> Work task:
Every entry that follows should be written out again exactly.

==*==

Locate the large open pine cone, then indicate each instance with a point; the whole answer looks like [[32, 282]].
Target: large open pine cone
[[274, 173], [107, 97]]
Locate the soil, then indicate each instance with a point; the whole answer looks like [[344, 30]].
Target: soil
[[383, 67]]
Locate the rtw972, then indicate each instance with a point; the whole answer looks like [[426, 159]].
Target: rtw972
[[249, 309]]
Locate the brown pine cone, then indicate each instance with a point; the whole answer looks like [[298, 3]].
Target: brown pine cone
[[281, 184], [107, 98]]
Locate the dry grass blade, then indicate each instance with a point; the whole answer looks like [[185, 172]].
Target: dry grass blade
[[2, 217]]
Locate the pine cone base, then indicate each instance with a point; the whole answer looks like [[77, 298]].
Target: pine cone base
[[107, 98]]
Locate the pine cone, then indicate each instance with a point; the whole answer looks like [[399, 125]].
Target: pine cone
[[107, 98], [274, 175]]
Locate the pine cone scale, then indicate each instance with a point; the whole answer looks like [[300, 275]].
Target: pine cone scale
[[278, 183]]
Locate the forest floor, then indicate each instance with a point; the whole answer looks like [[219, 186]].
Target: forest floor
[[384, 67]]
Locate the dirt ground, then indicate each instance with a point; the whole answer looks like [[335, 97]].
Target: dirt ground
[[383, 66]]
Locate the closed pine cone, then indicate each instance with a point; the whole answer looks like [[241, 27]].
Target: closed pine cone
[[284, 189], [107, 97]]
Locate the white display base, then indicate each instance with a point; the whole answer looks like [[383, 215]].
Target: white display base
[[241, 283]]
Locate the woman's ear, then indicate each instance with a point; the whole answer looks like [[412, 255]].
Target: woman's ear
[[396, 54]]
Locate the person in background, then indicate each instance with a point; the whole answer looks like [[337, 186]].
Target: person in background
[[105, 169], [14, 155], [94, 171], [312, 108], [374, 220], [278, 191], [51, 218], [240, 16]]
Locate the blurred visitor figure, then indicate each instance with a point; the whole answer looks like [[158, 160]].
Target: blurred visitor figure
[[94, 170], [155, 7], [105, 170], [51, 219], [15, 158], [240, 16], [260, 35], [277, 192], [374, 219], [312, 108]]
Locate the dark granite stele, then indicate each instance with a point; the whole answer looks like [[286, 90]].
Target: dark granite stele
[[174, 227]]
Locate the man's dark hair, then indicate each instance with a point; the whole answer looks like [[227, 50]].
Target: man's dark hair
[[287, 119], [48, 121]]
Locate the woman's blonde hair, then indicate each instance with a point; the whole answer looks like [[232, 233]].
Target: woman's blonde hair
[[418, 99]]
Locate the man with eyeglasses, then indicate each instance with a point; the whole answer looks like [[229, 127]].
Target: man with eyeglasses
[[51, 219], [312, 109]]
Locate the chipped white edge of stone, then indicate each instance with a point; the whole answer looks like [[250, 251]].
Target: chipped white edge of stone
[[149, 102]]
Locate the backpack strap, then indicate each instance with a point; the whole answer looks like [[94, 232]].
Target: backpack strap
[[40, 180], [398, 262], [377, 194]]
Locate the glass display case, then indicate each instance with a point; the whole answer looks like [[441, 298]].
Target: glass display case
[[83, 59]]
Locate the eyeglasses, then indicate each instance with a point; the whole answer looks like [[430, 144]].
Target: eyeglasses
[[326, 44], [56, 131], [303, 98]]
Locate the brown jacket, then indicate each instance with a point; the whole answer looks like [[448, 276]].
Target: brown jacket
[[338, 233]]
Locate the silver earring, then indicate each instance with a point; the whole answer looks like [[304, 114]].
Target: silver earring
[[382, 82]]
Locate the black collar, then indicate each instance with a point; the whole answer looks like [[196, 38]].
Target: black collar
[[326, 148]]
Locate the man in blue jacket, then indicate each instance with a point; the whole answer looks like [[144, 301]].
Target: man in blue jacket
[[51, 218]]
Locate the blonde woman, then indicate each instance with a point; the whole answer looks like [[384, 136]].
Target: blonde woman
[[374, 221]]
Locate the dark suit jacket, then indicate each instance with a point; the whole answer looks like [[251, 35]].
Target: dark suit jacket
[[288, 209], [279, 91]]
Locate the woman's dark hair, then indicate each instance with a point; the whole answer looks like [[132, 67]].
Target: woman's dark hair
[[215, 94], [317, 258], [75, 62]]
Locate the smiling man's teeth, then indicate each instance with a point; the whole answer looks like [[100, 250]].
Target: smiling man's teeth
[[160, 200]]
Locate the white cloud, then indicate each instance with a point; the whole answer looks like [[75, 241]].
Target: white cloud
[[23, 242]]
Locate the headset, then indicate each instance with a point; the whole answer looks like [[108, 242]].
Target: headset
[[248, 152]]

==*==

> Answer box:
Locate the large open pine cone, then indicate each instance with a point; the whole answer looks like [[32, 282]].
Target: large open pine cone
[[274, 173], [107, 97]]
Locate the soil, then indicate each instance with a point; the whole answer looks like [[344, 30]].
Target: soil
[[383, 67]]
Locate the rtw972, then indicate each instance with a point; the whole answer looks like [[426, 159]].
Target: rtw972
[[249, 309]]
Locate the brown pine cone, then indicate each instance with a point; the whole answer looks like [[298, 3]].
Target: brown pine cone
[[281, 184], [107, 98]]
Locate the dry grass blade, then indicate each instance with a point; the whole answer looks like [[185, 172]].
Target: dry grass blade
[[2, 217]]
Locate the pine cone base, then indicate each instance with a point; the whole answer looks like [[77, 298]].
Target: pine cone base
[[107, 98]]
Locate the pine cone, then indicate each instance with a point; the whole answer looks like [[399, 125]].
Target: pine cone
[[107, 98], [274, 175]]
Locate the pine cone scale, then indicate each instance with a point; the whole answer looks like [[300, 275]].
Target: pine cone scale
[[278, 183]]
Locate the forest floor, then indicate each instance with a point; the whole answer looks like [[219, 186]].
Target: forest floor
[[384, 67]]
Locate the dirt ground, then indicate each instance with a point; the whole answer looks like [[335, 97]].
Target: dirt ground
[[383, 66]]
Locate the closed pine cone, then indicate each instance with a point; the whole answer looks like [[241, 27]].
Target: closed pine cone
[[284, 189], [107, 97]]
Locate the white display base, then indicate each instance with a point; the whole answer looks like [[383, 215]].
Target: white display base
[[241, 283]]
Locate the woman's ear, then indicate each instance with a point; the whole answer looks like [[412, 255]].
Target: woman's ear
[[396, 54]]
Locate the person in background, then indicate each instance with a point; the whole answer looks like [[337, 186]].
Target: person in background
[[105, 169], [14, 155], [94, 171], [312, 108], [374, 220], [278, 191], [51, 218], [240, 16]]
Locate the blurred visitor figure, then indicate each instance with a point; the whole answer looks like [[158, 160]].
Target: blurred visitor figure
[[94, 170], [155, 7], [105, 170], [51, 219], [15, 158], [240, 16], [260, 35], [277, 192], [374, 219], [312, 108]]
Locate the dark granite stele, then indicate each instance with a point; the whole answer looks like [[286, 90]].
Target: dark granite stele
[[174, 227]]
Locate the man's dark hair, then indicate each instance with a point; the whole answer looks like [[227, 50]].
Target: man's dark hair
[[287, 119], [48, 121]]
Locate the woman's blonde hair, then indicate each instance with a point; the whole answer looks like [[232, 233]].
Target: woman's blonde hair
[[418, 99]]
Locate the man with eyeglasses, then indicate each instance with a point; the whole answer looks like [[229, 127]].
Target: man with eyeglasses
[[51, 219], [312, 109]]
Locate the chipped white edge of stone, then indicate each instance with a point; the whole answer looks like [[250, 251]].
Target: chipped white edge of stone
[[149, 102]]
Locate the backpack strap, then indicate each instance with a point; the whole answer looks like [[94, 232]].
Target: backpack strap
[[40, 180], [398, 262], [377, 194]]
Locate the glass display case, then indicate each instance with a point; the whole answer looks like [[441, 298]].
Target: glass display case
[[83, 59]]
Locate the eyeglasses, then indicate each instance with a point; the whole answer looks like [[430, 144]].
Target: eyeglasses
[[326, 44], [56, 131], [303, 98]]
Locate the brown jacket, then indicate each instance with a point; the whole answer looks like [[448, 276]].
Target: brown jacket
[[338, 233]]
Locate the silver earring, then indicate each instance with a point; the whole answer looks like [[304, 114]].
Target: silver earring
[[382, 82]]
Locate the black collar, then indicate each instance with a point; the whole answer looks like [[196, 38]].
Target: black collar
[[326, 148]]
Locate the man in blue jacket, then indicate each instance with a point; the whole answer looks like [[144, 301]].
Target: man in blue jacket
[[51, 218]]
Locate the blonde woman, then indicate each instance with a point; the whole answer looks like [[384, 136]].
Target: blonde woman
[[374, 221]]
Locate the dark suit jacket, then indicate each instance with a point; the whole answer looks like [[251, 35]].
Target: dark suit jacket
[[288, 209], [279, 91]]
Locate the woman's dark hair, then indicate each instance with a point; the whole answer looks like [[132, 67]].
Target: woman's dark hair
[[215, 94], [317, 258], [75, 62]]
Locate the smiling man's teeth, then indicate each instance with a point; the whole answer looks like [[100, 250]].
Target: smiling man's teeth
[[160, 200]]
Locate the white cloud, then indicate each instance with a point; the whole answer looks like [[75, 241]].
Target: white cloud
[[23, 242]]
Locate the headset, then indicate each instance with a point; the whole answer looks like [[108, 242]].
Target: headset
[[248, 152]]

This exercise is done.